** start Material shown **

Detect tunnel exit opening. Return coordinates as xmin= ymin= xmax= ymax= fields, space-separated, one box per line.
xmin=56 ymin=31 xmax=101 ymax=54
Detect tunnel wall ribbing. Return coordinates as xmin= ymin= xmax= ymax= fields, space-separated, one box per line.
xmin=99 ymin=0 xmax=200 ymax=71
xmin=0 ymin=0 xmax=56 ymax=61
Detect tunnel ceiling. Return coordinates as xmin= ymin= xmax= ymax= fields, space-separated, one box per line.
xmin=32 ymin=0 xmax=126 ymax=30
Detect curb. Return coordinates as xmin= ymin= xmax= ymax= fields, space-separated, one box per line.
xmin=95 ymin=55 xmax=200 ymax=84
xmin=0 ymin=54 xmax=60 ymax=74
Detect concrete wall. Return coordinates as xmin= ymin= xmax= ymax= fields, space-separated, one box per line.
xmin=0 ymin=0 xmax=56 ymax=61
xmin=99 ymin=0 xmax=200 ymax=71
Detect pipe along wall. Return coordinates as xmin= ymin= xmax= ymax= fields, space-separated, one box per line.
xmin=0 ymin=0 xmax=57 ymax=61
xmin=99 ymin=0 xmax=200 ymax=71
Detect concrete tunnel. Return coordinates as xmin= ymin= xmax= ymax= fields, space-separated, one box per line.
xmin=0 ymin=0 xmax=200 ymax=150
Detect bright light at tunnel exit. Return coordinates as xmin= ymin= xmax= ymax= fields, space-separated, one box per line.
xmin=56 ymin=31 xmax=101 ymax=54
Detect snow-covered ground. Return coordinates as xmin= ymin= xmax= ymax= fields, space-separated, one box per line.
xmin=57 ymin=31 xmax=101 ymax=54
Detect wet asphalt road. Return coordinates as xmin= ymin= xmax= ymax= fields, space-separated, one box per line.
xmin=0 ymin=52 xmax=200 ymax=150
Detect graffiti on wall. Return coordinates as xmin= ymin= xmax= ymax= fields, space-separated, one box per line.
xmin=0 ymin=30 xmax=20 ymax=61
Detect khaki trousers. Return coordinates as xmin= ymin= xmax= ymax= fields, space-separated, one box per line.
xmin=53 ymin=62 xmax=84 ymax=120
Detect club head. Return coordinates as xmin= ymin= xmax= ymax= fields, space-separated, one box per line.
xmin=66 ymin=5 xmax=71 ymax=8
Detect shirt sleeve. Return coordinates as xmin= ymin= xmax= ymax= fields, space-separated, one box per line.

** end Material shown **

Task prompt: Copy out all of the data above verbatim, keeping every line in its original order.

Answer for this exercise:
Detect tunnel exit opening. Return coordinates as xmin= ymin= xmax= ymax= fields, space-separated, one box per line.
xmin=56 ymin=31 xmax=101 ymax=54
Detect tunnel wall ribbing. Return coordinates as xmin= ymin= xmax= ymax= fields, space-separated, one box per line.
xmin=99 ymin=0 xmax=200 ymax=71
xmin=0 ymin=0 xmax=56 ymax=61
Detect tunnel ceiling. Return coordinates as xmin= ymin= xmax= ymax= fields, space-separated, one box per line.
xmin=32 ymin=0 xmax=126 ymax=30
Detect curb. Return coordinates as xmin= ymin= xmax= ymax= fields, space-separated, one box per line.
xmin=95 ymin=55 xmax=200 ymax=84
xmin=0 ymin=54 xmax=60 ymax=74
Detect concrete wall. Return coordinates as xmin= ymin= xmax= ymax= fields, space-separated, one box per line.
xmin=0 ymin=0 xmax=56 ymax=61
xmin=99 ymin=0 xmax=200 ymax=71
Detect pipe along wall. Return coordinates as xmin= ymin= xmax= ymax= fields, space-separated, one box per line.
xmin=0 ymin=0 xmax=57 ymax=61
xmin=99 ymin=0 xmax=200 ymax=71
Detect concrete tunnel. Return coordinates as xmin= ymin= xmax= ymax= fields, space-separated, one box per line.
xmin=0 ymin=0 xmax=200 ymax=150
Detect bright light at tunnel exit. Return coordinates as xmin= ymin= xmax= ymax= fields, space-separated, one box per line.
xmin=56 ymin=31 xmax=101 ymax=54
Detect snow-covered ground. Return coordinates as xmin= ymin= xmax= ymax= fields, space-separated, one box per line.
xmin=57 ymin=31 xmax=101 ymax=54
Detect wet asphalt road. Return coordinates as xmin= ymin= xmax= ymax= fields, space-separated, one box per line.
xmin=0 ymin=52 xmax=200 ymax=150
Detect graffiti on wall. Return coordinates as xmin= ymin= xmax= ymax= fields, space-separated, one box per line.
xmin=0 ymin=30 xmax=20 ymax=61
Detect khaki trousers. Return coordinates as xmin= ymin= xmax= ymax= fields, space-separated, one box per line.
xmin=53 ymin=62 xmax=84 ymax=120
Detect club head. Return coordinates as xmin= ymin= xmax= ymax= fields, space-separated, one box per line.
xmin=66 ymin=5 xmax=71 ymax=8
Detect shirt sleeve. Return coordinates as xmin= ymin= xmax= ymax= fields, space-separated, one box per line.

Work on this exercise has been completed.